América, America
América ou l'envers de la médaille du "rêve américain".
Comme d'habitude, nous étions partis avec une dizaine de livres dans nos valises pour notre grand périple dans l'ouest américain. Mais finalement, nous n'avons lu que les deux Routards sur les grands espaces de l'Ouest américain et de la Californie. Pourtant parmi ces livres, il y avait le fameux On the road de J. Kerouac, Bury my heart in Wounded Knee de Dee Brown, Tropique du cancer d'Henry Miller, deux polars dont j'ai oublié le nom et L'Agent Indien de Dan O'Brien que nous avons commencé sans le finir, c'est un comble. Nous n'avions pas le temps et l'extinction des feux le soir était rapide..., nous avons établi un record pour nous, dévoreurs de livres ; même pas un livre en trois semaines!
En rentrant, mon regard a croisé les piles de livres que j'avais présélectionnés avant le départ et je tombe sur América, roman de TC Boyle. Nous l'avons dévoré. Nous avons tremblé à chaque page des malheurs récurrents de ce jeune couple de clandestins mexicains dans l'espérance de jours meilleurs et de l'accomplissement de leur rêve, leur idéal : vivre en Amérique. Lui, Candido se fait renverser par la voiture de Delaney, quadra blanc. Il ne veut pas aller à l'hôpital, pas de médecin, et accepte en dédommagement un billet de vingt dollars, c'est le début de leur rencontre. Leurs destinées sont scellées. Ils ne se "quitteront" plus jusqu'au dénouement. Elle, América est enceinte et doit subvenir tant bien que mal à leur survie. Ce sont des petits boulots de journaliers, exploités par les patróns, volés par des blancs ou des mexicains. La malchance leur colle à la peau. Dans une précarité extrême, ils (sur)vivent "dans la nature" au fond d'un canyon de Topanga Creek, un peu au nord de Santa Monica.

--- --- ---

- [SÉRIE DE TÂCHES]
1. Reproduisez sans rien changer le passage du texte sur le roman América qui commence aux mots « Comme d'habitude, nous » et se termine après « en trois semaines! ».
2. Rédigez la suite du texte sur le roman América en reprenant juste après sa dernière phrase.

--- --- ---

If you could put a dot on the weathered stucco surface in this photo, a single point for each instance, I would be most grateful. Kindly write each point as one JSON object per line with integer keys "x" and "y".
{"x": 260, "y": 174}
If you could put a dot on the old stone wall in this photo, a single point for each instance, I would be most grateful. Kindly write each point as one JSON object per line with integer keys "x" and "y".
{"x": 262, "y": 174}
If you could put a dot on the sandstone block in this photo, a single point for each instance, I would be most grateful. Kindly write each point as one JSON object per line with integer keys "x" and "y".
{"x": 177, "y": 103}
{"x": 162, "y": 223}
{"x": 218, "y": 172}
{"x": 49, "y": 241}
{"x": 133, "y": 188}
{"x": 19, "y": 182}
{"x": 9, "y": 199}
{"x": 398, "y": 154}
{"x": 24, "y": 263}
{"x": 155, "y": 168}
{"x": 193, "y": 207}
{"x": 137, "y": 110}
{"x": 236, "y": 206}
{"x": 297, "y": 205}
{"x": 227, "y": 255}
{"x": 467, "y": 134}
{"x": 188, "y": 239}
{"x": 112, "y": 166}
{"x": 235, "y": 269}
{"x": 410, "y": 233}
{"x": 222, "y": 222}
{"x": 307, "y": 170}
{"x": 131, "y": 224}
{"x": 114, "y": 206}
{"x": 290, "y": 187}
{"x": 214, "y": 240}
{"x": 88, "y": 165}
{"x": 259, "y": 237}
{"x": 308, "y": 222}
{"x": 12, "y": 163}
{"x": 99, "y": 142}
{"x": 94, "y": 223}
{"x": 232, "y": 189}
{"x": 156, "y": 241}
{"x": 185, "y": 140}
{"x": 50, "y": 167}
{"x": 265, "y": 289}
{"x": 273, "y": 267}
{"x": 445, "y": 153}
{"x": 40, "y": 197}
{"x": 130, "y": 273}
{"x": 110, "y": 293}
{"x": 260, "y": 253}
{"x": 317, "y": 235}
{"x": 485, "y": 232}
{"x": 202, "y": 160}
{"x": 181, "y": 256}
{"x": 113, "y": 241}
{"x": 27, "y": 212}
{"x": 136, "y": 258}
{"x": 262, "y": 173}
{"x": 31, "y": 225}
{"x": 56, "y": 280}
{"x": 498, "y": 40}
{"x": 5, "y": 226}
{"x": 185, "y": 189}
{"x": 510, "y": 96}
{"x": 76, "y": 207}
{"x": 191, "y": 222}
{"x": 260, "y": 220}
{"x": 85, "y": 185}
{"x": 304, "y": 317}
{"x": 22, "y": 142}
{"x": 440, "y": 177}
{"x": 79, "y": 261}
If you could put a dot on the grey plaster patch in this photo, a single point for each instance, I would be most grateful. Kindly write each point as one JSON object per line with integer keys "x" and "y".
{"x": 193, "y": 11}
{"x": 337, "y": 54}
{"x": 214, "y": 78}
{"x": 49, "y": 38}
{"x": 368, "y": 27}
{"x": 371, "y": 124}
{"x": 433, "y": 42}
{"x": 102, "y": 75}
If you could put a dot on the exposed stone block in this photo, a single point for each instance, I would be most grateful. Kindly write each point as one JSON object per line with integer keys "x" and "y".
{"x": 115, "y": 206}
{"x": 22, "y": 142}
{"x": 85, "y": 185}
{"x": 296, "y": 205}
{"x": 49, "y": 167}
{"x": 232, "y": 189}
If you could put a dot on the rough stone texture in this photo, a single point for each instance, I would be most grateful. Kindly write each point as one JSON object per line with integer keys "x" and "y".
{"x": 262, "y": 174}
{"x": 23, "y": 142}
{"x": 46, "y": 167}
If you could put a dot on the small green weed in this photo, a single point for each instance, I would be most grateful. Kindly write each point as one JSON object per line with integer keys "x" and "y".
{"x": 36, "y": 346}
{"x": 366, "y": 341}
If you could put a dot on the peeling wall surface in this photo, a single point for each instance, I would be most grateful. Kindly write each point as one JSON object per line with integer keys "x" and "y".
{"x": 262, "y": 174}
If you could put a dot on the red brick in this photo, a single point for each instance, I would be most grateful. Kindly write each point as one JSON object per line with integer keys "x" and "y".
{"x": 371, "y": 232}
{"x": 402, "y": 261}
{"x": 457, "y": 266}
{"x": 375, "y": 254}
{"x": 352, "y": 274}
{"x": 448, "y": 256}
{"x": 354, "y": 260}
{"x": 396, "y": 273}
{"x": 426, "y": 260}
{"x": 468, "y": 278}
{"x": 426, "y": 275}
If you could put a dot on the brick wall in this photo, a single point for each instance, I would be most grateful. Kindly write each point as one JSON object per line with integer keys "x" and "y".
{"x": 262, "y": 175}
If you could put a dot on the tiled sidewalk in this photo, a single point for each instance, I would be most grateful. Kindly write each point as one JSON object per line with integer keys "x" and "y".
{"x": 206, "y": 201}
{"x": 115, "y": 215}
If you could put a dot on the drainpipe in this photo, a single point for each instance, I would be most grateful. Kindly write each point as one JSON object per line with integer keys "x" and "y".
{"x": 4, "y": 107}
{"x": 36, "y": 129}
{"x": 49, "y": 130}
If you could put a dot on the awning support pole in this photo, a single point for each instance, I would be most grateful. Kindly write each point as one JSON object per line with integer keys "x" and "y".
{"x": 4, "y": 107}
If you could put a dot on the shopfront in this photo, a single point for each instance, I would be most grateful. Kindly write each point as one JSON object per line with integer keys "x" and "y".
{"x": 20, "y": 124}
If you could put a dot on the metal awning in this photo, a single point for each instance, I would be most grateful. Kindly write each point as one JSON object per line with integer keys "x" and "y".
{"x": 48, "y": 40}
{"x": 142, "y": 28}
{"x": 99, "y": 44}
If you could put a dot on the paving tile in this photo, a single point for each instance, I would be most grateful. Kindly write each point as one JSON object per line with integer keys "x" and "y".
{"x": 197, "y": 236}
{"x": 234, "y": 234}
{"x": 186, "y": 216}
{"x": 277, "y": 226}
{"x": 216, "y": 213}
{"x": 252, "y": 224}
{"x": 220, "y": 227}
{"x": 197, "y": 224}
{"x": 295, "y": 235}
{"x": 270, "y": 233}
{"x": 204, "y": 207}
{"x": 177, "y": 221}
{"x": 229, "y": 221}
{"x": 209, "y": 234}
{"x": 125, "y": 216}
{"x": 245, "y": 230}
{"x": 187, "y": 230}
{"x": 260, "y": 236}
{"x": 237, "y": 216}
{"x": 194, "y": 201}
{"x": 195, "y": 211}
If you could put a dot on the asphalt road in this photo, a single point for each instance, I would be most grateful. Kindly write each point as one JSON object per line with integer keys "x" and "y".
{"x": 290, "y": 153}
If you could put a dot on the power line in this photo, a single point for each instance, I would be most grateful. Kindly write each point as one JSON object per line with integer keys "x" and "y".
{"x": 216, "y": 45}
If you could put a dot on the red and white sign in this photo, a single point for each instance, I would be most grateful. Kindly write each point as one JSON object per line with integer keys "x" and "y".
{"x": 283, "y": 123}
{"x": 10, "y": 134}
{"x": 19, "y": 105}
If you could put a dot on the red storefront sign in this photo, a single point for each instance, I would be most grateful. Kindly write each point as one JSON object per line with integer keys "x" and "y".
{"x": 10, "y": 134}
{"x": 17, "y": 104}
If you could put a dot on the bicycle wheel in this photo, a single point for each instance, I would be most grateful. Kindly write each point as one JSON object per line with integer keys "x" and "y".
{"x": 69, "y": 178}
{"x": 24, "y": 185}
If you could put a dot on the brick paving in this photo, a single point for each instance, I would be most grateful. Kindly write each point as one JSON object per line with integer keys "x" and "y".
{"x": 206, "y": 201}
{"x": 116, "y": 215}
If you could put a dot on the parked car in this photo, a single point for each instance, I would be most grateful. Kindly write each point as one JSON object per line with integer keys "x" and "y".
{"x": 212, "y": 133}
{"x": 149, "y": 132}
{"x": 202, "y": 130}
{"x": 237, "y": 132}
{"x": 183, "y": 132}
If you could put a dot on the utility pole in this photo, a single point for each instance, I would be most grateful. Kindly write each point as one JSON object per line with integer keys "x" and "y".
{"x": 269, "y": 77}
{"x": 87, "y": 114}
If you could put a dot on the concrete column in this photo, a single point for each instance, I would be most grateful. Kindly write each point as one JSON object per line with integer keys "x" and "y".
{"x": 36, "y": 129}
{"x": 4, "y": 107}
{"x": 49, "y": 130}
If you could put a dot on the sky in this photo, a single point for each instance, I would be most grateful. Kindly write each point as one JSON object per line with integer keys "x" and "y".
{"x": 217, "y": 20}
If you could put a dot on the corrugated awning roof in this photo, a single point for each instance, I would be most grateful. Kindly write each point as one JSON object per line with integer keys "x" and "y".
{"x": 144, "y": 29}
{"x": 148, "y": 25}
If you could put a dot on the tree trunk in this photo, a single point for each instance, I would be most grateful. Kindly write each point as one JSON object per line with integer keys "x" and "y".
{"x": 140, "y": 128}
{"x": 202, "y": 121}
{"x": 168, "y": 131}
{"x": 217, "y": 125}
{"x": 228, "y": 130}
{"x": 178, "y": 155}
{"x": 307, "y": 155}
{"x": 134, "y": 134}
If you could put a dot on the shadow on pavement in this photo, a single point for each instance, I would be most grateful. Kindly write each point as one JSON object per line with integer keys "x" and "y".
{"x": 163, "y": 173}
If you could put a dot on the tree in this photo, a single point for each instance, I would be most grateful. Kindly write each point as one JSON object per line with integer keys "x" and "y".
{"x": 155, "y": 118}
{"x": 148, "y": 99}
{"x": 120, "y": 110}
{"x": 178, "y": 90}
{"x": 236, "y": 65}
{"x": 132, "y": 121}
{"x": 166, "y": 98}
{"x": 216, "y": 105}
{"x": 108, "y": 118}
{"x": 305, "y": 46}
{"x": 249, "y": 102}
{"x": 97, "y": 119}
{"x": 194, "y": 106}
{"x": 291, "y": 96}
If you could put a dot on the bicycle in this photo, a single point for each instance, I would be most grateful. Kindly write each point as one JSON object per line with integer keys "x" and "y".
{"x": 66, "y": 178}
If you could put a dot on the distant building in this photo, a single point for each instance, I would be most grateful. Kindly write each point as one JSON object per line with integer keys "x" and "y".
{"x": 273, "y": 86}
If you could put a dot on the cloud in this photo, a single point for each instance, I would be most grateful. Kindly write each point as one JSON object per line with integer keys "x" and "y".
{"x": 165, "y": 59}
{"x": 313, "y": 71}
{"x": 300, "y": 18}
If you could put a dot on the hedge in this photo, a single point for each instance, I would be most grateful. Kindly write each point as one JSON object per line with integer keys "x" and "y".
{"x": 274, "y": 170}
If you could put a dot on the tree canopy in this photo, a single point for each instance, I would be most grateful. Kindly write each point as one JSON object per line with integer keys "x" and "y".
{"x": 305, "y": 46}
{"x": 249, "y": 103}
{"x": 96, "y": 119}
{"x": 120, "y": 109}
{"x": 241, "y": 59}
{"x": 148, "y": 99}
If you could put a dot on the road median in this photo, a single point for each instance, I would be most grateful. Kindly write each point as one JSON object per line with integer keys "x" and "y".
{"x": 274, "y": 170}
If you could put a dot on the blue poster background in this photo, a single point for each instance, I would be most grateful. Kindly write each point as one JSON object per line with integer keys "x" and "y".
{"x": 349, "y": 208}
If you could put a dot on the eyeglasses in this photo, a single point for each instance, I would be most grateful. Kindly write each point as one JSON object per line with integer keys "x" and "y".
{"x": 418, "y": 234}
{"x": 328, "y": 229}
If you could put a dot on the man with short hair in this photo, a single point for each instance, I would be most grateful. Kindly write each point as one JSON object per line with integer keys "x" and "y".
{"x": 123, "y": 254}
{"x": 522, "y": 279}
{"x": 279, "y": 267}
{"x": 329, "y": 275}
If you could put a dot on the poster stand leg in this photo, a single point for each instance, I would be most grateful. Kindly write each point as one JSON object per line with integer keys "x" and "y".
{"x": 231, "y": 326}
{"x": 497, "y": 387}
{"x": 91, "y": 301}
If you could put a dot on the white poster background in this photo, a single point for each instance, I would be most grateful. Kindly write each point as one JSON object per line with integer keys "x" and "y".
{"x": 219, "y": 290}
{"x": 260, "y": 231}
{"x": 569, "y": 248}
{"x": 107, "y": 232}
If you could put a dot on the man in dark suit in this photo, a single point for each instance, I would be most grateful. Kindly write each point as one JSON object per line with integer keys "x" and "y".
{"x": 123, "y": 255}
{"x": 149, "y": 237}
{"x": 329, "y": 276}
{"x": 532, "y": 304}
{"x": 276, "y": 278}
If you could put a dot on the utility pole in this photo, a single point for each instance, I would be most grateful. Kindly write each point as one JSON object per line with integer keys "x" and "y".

--- --- ---

- [RÉPONSES AUX EXERCICES]
1.
Comme d'habitude, nous étions partis avec une dizaine de livres dans nos valises pour notre grand périple dans l'ouest américain. Mais finalement, nous n'avons lu que les deux Routards sur les grands espaces de l'Ouest américain et de la Californie. Pourtant parmi ces livres, il y avait le fameux On the road de J. Kerouac, Bury my heart in Wounded Knee de Dee Brown, Tropique du cancer d'Henry Miller, deux polars dont j'ai oublié le nom et L'Agent Indien de Dan O'Brien que nous avons commencé sans le finir, c'est un comble. Nous n'avions pas le temps et l'extinction des feux le soir était rapide..., nous avons établi un record pour nous, dévoreurs de livres ; même pas un livre en trois semaines!

2.
Nous avons reconnu les lieux où nous étions passés : le pacific coast hway, prolongement de la number one (route côtière qui va de San Francisco à LA), les champs d'agrumes de Bakersfield, etc. Non loin de leur campement de fortune, il y a le quartier résidentiel d'Arroyo Bianco. Les propriétaires blancs pour la grande majorité, dont Delaney et sa femme font partie, habitent dans de belles maisons tout équipées... Il ne manque que... la sécurité absolue : un mur d'enceinte pour les protéger des animaux sauvages qui viennent dévorer leurs pets et..., des mexicains qui viennent les voler ou qui taggent leur beau mur blanc...
Deux mondes résolument opposés et qui pourtant partagent la même terre : celle du rêve américain. Depuis quelques années, la Californie est majoritairement mexicaine ou du moins hispanique, juste retour de l'histoire. Dans notre trip, nous avons même traversé des villes totalement hispaniques, comme Guadalupe, par exemple. Dans cette petite bourgade, la presque totalité des enseignes ou des étiquettes dans les magasins sont écrites en espagnol. On s'y croirait.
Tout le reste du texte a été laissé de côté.